_DOCUMENT SEGMENT_
+ + + + + + +
This thread has been locked.

If you have a related question, please click the "Ask a related question" button in the top right corner. The newly created question will be automatically linked to this question.

TMS320C6657: Throughput measurement of PCIe between two EVMs

Part Number: TMS320C6657
Other Parts Discussed in Thread: TMS320C6655

Hello , 

Can you please verify with the obtained results for calculated PCIe throughput measurement between two EVMs (TMS320C6657).

In fact, i am trying to measure PCIe throughput using EDMA Write and EDMA Read between two EVMs (TMS320C6657), One is configured as Root Complex and the second as Endpoint.

Knowing that the data burst size of EDMA3 is 64Bytes, so i was expecting to reach constant throughput with packets size superior to 64Bytes.

Please find below the obtained results and help to understand why throughput is increasing even for packet size > 64Bytes.

PCIe Throughput for 2xPort using a PHY line rate 2.5 Gbps (in Mbps)
+ + + + + + +
_RECORDED INFORMATION_
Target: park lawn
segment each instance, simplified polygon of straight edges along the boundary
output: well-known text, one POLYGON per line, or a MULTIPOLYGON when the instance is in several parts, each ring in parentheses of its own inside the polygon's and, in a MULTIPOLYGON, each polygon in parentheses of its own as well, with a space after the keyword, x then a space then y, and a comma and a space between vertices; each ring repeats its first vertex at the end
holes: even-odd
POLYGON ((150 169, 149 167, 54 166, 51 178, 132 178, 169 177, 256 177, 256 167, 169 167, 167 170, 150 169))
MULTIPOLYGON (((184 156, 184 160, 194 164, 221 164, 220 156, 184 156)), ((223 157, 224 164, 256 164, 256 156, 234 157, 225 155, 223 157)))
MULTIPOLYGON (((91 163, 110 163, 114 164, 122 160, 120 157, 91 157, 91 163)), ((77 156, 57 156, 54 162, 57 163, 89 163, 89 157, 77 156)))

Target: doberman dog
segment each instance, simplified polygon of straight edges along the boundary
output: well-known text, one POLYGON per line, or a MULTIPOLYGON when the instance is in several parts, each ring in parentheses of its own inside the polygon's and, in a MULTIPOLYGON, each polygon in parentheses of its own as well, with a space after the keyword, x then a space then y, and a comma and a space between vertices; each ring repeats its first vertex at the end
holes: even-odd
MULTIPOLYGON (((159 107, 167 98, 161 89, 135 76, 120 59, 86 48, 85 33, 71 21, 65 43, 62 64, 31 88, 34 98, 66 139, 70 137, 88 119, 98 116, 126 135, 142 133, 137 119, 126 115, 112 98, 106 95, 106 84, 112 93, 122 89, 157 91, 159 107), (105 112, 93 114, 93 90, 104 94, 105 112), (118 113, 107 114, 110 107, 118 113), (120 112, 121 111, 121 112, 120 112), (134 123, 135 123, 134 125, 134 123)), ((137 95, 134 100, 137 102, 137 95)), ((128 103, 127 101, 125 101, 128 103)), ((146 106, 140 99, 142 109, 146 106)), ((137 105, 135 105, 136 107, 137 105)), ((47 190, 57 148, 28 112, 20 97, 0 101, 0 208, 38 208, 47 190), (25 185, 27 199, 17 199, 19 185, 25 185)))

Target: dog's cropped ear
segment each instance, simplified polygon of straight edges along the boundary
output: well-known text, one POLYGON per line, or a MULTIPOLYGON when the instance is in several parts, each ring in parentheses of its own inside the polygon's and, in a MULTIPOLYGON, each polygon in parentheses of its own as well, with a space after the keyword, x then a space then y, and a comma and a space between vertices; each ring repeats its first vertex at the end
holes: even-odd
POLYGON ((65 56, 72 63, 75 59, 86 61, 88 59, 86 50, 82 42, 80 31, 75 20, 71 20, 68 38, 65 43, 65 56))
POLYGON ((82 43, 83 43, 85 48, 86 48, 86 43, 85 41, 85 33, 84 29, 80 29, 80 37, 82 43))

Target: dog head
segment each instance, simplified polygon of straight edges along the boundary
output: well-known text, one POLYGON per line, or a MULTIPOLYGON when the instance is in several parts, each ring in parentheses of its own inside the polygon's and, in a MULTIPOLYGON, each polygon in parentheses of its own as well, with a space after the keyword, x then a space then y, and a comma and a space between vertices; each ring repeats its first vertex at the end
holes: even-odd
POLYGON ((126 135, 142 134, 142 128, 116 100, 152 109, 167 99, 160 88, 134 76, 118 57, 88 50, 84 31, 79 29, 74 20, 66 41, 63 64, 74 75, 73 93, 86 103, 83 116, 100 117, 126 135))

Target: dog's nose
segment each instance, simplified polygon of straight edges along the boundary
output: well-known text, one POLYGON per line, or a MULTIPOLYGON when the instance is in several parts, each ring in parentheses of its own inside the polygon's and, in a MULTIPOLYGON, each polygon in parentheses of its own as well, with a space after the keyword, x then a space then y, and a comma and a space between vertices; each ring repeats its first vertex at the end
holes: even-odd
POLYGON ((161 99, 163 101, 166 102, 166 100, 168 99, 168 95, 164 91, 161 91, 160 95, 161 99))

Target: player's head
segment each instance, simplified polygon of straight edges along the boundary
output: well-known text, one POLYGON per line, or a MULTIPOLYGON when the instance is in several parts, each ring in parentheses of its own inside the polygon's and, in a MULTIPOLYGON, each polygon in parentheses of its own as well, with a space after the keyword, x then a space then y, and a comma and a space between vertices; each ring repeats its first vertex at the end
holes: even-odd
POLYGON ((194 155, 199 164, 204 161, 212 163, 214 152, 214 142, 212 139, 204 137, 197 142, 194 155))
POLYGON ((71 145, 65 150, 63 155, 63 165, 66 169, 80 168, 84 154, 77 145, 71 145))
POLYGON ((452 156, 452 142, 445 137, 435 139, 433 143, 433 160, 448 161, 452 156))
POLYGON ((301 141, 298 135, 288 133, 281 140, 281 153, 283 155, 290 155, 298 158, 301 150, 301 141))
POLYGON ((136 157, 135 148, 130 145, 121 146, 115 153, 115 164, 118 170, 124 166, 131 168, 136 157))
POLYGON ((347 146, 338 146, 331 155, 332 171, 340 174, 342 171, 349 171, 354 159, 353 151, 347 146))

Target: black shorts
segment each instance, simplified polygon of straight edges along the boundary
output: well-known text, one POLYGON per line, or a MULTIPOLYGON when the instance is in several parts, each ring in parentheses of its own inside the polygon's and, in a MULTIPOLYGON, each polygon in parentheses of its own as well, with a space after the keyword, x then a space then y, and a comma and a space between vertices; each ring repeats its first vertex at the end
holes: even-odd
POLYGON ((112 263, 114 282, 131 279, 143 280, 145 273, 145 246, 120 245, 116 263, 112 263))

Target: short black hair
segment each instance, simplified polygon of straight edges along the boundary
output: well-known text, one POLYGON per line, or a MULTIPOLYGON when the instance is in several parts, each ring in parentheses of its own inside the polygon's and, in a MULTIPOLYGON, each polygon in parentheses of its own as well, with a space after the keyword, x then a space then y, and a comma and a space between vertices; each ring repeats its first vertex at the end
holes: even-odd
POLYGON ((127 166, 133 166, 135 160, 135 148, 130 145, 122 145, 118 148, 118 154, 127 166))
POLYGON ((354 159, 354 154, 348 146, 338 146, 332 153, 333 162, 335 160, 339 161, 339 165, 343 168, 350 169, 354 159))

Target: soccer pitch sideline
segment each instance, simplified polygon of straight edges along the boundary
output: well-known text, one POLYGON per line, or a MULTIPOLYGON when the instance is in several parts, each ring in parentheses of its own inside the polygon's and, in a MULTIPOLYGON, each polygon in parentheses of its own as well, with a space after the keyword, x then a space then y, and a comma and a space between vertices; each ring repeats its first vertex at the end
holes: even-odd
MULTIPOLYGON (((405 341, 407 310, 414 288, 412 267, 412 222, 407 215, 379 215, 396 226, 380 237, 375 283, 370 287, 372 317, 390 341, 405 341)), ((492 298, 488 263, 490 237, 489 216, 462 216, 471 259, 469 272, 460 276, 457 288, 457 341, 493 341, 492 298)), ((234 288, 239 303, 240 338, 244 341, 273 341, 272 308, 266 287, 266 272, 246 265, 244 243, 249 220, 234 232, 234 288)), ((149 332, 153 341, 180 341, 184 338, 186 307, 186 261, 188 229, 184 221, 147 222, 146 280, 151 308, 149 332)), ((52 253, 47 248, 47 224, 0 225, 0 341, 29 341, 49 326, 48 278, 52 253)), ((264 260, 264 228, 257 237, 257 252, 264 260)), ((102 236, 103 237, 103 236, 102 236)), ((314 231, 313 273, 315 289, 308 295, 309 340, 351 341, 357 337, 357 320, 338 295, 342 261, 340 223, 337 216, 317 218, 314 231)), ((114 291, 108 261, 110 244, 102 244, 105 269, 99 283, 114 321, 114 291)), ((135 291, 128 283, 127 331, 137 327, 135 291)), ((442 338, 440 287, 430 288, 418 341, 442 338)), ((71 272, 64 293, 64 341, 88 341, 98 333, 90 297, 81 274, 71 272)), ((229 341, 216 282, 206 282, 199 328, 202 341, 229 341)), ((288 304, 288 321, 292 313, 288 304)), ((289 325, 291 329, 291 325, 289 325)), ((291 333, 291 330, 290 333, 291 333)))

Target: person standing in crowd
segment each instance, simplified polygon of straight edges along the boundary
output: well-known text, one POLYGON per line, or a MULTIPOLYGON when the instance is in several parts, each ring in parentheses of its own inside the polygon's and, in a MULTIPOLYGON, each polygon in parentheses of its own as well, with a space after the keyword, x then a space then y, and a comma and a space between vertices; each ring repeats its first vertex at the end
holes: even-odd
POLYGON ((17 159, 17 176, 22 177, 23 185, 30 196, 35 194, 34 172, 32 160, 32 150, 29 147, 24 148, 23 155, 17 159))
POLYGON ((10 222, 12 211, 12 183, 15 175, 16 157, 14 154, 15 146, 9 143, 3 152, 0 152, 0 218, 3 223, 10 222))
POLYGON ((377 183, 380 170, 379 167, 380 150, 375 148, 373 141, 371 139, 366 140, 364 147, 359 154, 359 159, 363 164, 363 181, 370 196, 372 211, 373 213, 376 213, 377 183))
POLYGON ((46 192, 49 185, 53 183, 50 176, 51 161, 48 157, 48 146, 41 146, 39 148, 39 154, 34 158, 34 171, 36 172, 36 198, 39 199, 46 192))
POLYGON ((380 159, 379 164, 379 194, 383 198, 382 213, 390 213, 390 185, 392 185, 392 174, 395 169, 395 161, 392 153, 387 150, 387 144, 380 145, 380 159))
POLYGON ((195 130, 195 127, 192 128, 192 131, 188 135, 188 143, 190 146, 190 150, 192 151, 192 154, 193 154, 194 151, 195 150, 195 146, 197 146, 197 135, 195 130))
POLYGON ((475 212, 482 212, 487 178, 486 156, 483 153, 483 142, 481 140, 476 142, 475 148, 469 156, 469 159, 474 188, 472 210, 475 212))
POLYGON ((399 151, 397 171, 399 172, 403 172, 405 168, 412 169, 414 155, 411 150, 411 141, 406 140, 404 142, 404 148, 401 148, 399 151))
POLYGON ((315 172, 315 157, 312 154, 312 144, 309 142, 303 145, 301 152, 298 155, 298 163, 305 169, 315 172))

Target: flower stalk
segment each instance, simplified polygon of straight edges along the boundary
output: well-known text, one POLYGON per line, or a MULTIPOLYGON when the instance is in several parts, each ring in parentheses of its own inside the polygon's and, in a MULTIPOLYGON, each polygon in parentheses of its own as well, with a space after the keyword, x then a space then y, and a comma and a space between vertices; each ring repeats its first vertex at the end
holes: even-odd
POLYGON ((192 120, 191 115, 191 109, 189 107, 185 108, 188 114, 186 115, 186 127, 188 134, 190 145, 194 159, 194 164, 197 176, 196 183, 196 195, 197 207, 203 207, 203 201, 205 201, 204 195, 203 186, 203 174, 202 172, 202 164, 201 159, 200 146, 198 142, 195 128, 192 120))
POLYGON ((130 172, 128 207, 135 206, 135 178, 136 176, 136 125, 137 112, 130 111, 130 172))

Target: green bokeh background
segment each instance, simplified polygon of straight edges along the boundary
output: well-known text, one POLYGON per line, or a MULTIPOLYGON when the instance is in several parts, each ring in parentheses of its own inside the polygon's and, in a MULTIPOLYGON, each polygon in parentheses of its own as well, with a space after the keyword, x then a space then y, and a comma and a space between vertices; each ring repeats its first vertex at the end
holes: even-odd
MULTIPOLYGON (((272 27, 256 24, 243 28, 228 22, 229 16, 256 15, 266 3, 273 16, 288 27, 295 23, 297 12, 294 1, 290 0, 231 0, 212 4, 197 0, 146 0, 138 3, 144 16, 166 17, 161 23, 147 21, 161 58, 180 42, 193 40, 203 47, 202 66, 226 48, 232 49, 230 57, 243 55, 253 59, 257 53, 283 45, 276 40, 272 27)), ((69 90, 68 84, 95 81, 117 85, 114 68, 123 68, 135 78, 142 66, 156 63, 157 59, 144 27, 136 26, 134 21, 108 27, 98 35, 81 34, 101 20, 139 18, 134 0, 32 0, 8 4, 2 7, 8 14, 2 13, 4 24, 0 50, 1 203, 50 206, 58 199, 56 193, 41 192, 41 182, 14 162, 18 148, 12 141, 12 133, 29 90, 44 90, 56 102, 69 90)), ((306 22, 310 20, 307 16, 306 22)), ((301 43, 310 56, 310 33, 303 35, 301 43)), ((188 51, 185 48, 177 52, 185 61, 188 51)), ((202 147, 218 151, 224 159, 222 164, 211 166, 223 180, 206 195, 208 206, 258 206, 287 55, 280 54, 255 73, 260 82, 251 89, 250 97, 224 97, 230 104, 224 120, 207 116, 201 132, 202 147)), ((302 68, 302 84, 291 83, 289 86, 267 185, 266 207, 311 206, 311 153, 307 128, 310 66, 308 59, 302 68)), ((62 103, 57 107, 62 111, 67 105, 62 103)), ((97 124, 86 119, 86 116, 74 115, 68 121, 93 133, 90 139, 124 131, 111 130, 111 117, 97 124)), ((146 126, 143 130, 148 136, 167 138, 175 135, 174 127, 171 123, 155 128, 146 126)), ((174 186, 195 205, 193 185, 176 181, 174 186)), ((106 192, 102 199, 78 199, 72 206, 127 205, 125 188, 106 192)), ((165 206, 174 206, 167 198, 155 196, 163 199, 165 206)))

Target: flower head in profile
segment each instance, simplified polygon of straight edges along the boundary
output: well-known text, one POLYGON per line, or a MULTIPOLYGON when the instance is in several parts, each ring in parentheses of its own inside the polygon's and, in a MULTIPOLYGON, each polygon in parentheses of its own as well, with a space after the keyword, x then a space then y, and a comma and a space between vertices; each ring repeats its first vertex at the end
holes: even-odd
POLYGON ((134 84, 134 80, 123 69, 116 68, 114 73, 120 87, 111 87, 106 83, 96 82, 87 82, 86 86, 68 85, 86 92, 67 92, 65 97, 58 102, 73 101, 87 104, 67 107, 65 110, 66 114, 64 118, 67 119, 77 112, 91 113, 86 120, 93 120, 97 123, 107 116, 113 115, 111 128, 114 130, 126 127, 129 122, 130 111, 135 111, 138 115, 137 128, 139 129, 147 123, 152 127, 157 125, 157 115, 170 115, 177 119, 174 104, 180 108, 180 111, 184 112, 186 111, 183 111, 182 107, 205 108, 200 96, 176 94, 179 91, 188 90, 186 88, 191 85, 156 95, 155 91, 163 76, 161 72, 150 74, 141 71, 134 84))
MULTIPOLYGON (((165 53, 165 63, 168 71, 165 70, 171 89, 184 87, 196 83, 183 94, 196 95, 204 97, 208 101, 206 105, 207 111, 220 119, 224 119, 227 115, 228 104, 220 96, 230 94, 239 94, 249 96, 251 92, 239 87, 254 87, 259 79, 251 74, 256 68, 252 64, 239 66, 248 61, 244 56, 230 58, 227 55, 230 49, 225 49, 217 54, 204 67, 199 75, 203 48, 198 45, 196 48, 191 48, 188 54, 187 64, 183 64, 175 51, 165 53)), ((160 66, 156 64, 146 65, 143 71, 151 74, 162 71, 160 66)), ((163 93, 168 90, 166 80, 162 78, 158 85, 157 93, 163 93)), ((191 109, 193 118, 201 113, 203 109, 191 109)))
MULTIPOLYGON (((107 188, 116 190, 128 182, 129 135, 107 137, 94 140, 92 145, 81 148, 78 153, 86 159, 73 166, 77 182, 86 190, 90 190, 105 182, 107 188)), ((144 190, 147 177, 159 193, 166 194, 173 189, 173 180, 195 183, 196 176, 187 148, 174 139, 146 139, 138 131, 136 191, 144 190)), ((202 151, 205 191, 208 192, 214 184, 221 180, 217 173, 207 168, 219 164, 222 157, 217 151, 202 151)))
+ + + + + + +
_PROBLEMS AND TASKS_
- A) In the PCIe throughput thread, why did the poster expect throughput to stay constant for packets larger than 64 bytes? Answer in one to three sentences.
- B) Rewrite the PCIe throughput thread from "This thread has" up to and including "second as Endpoint.", swapping "EVMs" for "boards".
- C) Summarize the PCIe throughput thread in two sentences.

_ANSWERS PROVIDED_
- A) The poster expected throughput to level off above 64 bytes because the data burst size of EDMA3 is 64 bytes.

- B)
This thread has been locked.

If you have a related question, please click the "Ask a related question" button in the top right corner. The newly created question will be automatically linked to this question.

TMS320C6657: Throughput measurement of PCIe between two boards

Part Number: TMS320C6657
Other Parts Discussed in Thread: TMS320C6655

Hello , 

Can you please verify with the obtained results for calculated PCIe throughput measurement between two boards (TMS320C6657).

In fact, i am trying to measure PCIe throughput using EDMA Write and EDMA Read between two boards (TMS320C6657), One is configured as Root Complex and the second as Endpoint.

- C) A user is measuring PCIe throughput with EDMA Write and EDMA Read between two TMS320C6657 EVMs, one configured as Root Complex and the other as Endpoint, and asks for the results to be verified. Because the EDMA3 burst size is 64 bytes, the user expected constant throughput for packets larger than 64 bytes and asks why throughput keeps increasing.